→ Passage for review
>>>>

Jeff Bezos tweeted:
Yes, the United States has the most progressive tax system in the world. The top 1% pay 40% of taxes, the bottom 50% pay 3% of taxes. We can make it even more progressive by zeroing out taxes on the bottom half. It’s a small amount of the total tax revenue but very meaningful to people in this group.
Strangely, a chorus of liberal economists rushed to attack Bezos. Gabriel Zucman replied:
Contrary to what you claim, working-class people contribute significantly to funding American society today. Payroll taxes and consumption taxes absorb a high fraction of their income.
Justin Wolfers piled on:
If you only count the progressive taxes the U.S. levies, then the U.S. system is quite progressive. But if you also count regressive taxes (payroll taxes, sales taxes, etc), it’s not very progressive.
Bezos called for cutting taxes on the bottom half to make the tax system more progressive and the redistributionists came out swinging–to argue he was wrong about how progressive the current system already is. Own goal. Heretics are worse than unbelievers.
But there’s a second, more interesting thing going on. To make the regressivity case, Zucman and Wolfers have to count payroll payments as taxes. That cuts directly against eighty years of liberal doctrine. Beginning with FDR, the argument on the liberal side has always been that payroll taxes are not taxes but contributions or premiums entitling the payer to benefits as an “earned right.” Here’s FDR to Luther Gulick in 1941:
We put those payroll contributions there so as to give the contributors a legal, moral, and political right to collect their pensions and their unemployment benefits. With those taxes in there, no damn politician can ever scrap my social security program.

<<<<

→ Extracted entries
>>>>

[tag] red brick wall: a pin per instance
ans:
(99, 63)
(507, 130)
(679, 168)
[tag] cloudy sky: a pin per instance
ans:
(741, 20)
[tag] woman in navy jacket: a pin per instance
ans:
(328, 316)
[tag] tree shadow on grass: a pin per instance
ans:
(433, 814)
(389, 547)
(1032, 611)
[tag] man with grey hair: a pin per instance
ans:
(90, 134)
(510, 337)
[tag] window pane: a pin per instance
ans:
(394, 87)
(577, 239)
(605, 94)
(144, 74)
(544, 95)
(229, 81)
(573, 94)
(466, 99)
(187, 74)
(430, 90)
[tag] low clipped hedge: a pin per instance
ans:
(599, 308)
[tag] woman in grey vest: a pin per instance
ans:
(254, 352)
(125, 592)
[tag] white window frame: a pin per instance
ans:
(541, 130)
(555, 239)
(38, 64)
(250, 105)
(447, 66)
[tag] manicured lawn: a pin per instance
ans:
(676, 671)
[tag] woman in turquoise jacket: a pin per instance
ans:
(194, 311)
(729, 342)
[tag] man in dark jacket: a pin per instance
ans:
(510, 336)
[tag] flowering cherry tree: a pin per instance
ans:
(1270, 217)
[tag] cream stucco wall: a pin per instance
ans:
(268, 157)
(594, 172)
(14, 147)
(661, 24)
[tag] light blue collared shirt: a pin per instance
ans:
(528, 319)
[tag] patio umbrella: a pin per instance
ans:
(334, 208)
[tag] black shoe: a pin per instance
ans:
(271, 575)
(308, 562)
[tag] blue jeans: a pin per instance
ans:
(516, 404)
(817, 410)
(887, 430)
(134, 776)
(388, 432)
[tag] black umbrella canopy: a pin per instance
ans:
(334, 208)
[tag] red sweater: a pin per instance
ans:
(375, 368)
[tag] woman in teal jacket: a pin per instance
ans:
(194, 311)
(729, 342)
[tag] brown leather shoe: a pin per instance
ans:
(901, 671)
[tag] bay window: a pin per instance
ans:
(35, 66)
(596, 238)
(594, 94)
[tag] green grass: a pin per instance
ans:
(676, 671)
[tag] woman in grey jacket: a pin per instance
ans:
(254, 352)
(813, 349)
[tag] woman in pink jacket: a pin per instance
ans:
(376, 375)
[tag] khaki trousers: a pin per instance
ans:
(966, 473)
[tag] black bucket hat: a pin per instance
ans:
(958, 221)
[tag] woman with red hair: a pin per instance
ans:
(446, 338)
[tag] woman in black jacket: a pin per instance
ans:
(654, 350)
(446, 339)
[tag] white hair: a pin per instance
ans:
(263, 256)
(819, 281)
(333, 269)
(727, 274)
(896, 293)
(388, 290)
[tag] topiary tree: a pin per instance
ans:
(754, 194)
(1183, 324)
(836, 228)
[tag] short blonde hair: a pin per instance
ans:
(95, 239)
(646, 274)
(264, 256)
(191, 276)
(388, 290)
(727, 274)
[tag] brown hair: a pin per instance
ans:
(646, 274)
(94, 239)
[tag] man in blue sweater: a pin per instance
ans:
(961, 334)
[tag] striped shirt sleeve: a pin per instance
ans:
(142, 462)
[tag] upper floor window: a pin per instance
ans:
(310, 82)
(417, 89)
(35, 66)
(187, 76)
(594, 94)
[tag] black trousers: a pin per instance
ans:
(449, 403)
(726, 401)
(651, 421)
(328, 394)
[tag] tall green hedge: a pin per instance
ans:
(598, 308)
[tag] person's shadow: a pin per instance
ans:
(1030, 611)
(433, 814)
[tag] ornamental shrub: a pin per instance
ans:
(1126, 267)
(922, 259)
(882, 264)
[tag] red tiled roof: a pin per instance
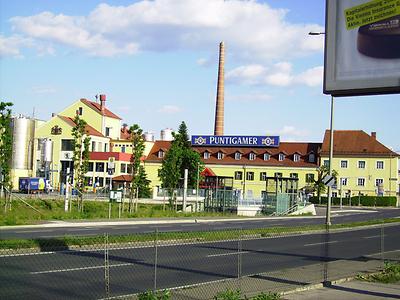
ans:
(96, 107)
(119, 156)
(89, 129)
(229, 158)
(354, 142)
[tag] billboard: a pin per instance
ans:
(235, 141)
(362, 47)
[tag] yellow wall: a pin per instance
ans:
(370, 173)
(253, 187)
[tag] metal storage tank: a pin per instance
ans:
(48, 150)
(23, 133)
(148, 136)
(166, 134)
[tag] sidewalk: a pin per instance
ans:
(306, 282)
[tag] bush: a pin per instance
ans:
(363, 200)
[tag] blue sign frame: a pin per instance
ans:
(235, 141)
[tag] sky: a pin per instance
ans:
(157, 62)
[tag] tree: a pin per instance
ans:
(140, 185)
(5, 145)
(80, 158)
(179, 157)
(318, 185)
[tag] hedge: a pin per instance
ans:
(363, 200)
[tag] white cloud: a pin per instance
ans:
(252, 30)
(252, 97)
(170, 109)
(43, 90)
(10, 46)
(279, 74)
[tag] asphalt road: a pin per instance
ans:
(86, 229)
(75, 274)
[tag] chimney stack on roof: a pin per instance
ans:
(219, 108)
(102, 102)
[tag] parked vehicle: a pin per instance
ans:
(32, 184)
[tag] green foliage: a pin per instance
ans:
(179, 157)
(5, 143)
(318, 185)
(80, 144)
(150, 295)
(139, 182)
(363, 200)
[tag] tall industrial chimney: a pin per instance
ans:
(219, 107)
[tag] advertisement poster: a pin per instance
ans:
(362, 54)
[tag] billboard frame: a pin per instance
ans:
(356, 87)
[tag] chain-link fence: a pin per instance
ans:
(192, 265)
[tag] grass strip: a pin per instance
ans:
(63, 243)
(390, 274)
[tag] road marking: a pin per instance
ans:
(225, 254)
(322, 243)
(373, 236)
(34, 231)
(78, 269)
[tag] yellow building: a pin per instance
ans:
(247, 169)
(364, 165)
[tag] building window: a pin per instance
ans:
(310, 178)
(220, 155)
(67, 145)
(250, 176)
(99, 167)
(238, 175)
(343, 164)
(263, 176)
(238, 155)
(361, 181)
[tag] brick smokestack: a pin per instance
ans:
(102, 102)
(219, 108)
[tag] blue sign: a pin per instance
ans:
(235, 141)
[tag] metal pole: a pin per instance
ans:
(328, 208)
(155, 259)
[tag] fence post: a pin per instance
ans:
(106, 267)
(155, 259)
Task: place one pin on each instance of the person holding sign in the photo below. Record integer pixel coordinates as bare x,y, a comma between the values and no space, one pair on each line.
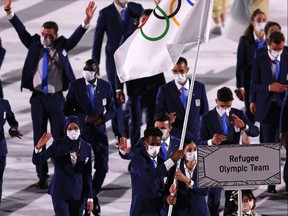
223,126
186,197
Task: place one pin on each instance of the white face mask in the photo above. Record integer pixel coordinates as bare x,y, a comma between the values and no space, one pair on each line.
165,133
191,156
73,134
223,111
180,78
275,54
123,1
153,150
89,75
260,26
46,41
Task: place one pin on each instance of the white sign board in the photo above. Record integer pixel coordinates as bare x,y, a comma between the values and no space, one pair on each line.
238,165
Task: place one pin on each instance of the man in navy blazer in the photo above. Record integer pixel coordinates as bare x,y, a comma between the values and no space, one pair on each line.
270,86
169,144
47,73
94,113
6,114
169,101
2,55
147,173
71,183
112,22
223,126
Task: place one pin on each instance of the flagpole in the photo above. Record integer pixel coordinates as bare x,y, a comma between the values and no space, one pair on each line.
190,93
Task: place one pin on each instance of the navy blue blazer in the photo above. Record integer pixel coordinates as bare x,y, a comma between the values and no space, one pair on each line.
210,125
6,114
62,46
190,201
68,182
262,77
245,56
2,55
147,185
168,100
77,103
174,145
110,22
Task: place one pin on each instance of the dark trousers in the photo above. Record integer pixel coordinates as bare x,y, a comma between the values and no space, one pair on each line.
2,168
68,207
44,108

<<<<
>>>>

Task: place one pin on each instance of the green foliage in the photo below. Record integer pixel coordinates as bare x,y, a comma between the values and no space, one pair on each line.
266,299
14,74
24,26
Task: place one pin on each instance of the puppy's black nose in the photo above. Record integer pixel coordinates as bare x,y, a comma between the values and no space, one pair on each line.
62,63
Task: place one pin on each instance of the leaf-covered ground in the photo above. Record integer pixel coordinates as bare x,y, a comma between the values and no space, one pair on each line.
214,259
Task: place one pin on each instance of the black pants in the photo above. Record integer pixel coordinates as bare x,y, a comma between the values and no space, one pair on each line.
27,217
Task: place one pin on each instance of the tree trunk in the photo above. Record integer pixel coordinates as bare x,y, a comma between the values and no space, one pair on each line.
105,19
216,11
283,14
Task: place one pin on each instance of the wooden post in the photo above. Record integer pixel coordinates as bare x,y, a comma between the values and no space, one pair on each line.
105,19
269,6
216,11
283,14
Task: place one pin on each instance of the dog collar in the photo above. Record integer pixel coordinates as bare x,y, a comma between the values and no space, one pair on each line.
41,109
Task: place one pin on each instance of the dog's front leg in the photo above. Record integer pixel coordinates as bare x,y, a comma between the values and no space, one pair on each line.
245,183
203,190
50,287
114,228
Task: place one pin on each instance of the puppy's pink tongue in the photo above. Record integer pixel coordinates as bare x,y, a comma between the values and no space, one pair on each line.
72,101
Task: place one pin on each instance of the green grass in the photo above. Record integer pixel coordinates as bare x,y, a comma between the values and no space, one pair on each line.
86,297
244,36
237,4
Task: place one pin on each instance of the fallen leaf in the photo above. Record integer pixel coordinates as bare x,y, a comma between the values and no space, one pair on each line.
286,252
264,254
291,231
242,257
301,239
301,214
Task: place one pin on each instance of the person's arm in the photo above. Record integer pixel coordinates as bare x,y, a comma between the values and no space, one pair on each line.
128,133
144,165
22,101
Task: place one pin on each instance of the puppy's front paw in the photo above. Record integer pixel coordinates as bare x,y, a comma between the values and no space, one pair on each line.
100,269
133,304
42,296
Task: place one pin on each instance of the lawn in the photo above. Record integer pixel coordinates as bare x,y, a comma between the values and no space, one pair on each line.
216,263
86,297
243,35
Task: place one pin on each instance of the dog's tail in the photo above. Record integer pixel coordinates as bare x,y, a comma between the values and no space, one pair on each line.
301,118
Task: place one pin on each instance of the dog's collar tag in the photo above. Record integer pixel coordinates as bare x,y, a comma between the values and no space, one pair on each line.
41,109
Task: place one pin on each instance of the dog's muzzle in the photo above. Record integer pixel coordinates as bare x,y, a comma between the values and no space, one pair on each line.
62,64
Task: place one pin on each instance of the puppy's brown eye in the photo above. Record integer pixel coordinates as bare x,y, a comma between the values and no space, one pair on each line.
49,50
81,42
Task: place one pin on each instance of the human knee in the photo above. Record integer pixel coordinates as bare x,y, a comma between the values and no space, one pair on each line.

<<<<

→ Tasks
1 > Please transcribe the stretch of the passage on Bezos and tax progressivity from "Strangely, a chorus" through "not very progressive.".
2 > In the passage on Bezos and tax progressivity, what share of taxes does Bezos say the bottom 50% pay?

→ Replies
1 >
Strangely, a chorus of liberal economists rushed to attack Bezos. Gabriel Zucman replied:
Contrary to what you claim, working-class people contribute significantly to funding American society today. Payroll taxes and consumption taxes absorb a high fraction of their income.
Justin Wolfers piled on:
If you only count the progressive taxes the U.S. levies, then the U.S. system is quite progressive. But if you also count regressive taxes (payroll taxes, sales taxes, etc), it’s not very progressive.

2 > 3% of taxes.